### Required work
Restate the following entries exactly, including every line.

● ● ●

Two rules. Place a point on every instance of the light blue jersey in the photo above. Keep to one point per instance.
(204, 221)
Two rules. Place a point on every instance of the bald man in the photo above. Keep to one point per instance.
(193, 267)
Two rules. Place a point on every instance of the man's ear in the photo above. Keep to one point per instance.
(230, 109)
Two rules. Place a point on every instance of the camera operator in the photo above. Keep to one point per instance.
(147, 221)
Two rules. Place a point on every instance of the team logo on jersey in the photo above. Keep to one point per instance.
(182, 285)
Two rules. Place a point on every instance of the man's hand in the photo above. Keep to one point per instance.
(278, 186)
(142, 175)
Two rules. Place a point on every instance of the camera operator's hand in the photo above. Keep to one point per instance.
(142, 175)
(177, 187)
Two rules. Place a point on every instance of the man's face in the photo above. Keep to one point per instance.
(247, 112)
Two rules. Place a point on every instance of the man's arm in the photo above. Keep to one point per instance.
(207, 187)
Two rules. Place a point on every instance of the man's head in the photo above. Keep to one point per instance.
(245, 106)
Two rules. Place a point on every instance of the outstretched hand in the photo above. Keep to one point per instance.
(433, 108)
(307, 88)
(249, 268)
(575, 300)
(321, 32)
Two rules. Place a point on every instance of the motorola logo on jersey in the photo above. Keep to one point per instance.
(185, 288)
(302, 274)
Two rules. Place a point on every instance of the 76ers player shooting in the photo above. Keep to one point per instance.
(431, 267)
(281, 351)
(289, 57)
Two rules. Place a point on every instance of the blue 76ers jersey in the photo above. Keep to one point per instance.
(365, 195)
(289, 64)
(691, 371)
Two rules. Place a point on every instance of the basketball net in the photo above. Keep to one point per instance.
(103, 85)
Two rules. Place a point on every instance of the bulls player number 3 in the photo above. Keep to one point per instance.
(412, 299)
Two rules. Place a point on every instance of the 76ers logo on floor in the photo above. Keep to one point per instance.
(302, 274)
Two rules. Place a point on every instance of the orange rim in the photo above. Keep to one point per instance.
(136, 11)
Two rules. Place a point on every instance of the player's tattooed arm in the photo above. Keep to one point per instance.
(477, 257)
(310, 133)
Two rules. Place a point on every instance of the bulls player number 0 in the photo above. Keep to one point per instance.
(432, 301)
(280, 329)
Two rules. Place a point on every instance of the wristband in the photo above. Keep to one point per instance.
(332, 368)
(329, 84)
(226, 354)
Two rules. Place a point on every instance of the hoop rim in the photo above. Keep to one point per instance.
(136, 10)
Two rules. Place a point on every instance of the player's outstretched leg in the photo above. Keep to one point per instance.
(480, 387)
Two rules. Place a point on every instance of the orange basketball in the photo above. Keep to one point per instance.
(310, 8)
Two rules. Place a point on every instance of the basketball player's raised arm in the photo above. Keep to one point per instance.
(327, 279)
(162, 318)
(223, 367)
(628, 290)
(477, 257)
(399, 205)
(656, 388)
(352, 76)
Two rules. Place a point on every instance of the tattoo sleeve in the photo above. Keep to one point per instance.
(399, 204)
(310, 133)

● ● ●

### Solution
Two rules. Place a point on every instance of the light blue jersey in the photo above. Keep to one point per instance.
(204, 221)
Two rules. Place a point on every instance of the bald man in the photo above. Keep to one point per instance.
(193, 267)
Two rules. Place a point on every instance of the man's ear in the photo above. Keep to one point per instance.
(230, 109)
Two rules. Place a point on every instance of the camera operator in the photo above. Keep to one point per instance.
(147, 221)
Two rules. Place a point on every instance of the team logo on jersey in the photo above. Keep to one point per instance.
(182, 285)
Two rules. Place a point on every instance of the man's hand in the photo above. Keep to one point per instance.
(278, 186)
(142, 175)
Two rules. Place a point on every instance of the camera operator's hand in the photo above. Keep to one point per instance.
(142, 175)
(177, 187)
Two rules. Place a point on every instance of the man's face in the photo above. Keep to one point per instance.
(247, 112)
Two rules. Place a point on every instance of the man's arm in the photo above. Keep to one point per instance.
(207, 187)
Two rules. Place a point on every instance of the man's head in the photo above. Keep to one point per instance.
(245, 106)
Two rules. Place a point on every instance of the outstretched hand in the photo above. Keep to one point per instance.
(433, 108)
(307, 88)
(249, 268)
(575, 300)
(321, 32)
Two rules. Place a point on every instance of the motorola logo on jersey in the photo above. Keep to one point per instance.
(185, 288)
(302, 274)
Two rules. Place a point on every instance of the 76ers player shooting in the photo above. Keep to one point per instance.
(431, 267)
(281, 351)
(289, 57)
Two rules. Place a point on every instance of the blue 76ers jersey in the photo above. Keep to one point per instance.
(365, 195)
(289, 64)
(691, 371)
Two rules. Place a point on every instance of the basketball net in the photo above. Keep to one point per instance.
(103, 85)
Two rules. Place a point on every instance of the bulls player number 3 in the photo above. Keep to one point per instance.
(412, 299)
Two rules. Place a point on every instance of the 76ers logo on floor in the photo above. Keep to one point per instance.
(302, 274)
Two rules. Place a point on every instance of the orange rim in the photo above. Keep to one point per instance.
(136, 11)
Two rules. Place a point on every instance of the player's tattooed arm in the photo above. Keep to one point per instance.
(477, 257)
(310, 133)
Two rules. Place a point on every instance of the bulls player number 0 in the photo above. Keep to one point per instance.
(432, 301)
(280, 329)
Two rules. Place a point on every instance of the wristband in the photo above. Keep to one point per instance.
(332, 368)
(329, 84)
(226, 354)
Two rules. Place a point on every instance of the hoop rim in the photo above. Keep to one point per instance.
(136, 10)
Two rules. Place a point on every instance of the player's outstretched leg in the photo above. Keep to one point per instance.
(480, 387)
Two rules. Place a point on every instance of the orange basketball in the photo above. Keep to one point per instance.
(310, 8)
Two rules. Place a point on every instance of the basketball player's raised arm in the photo above. Keep to one point per instance.
(327, 279)
(162, 318)
(223, 367)
(628, 290)
(477, 257)
(399, 205)
(656, 388)
(352, 76)
Two rules. Place a point on every instance of the tattoo sleeve in the photo above. Keep to one point per instance.
(399, 204)
(310, 133)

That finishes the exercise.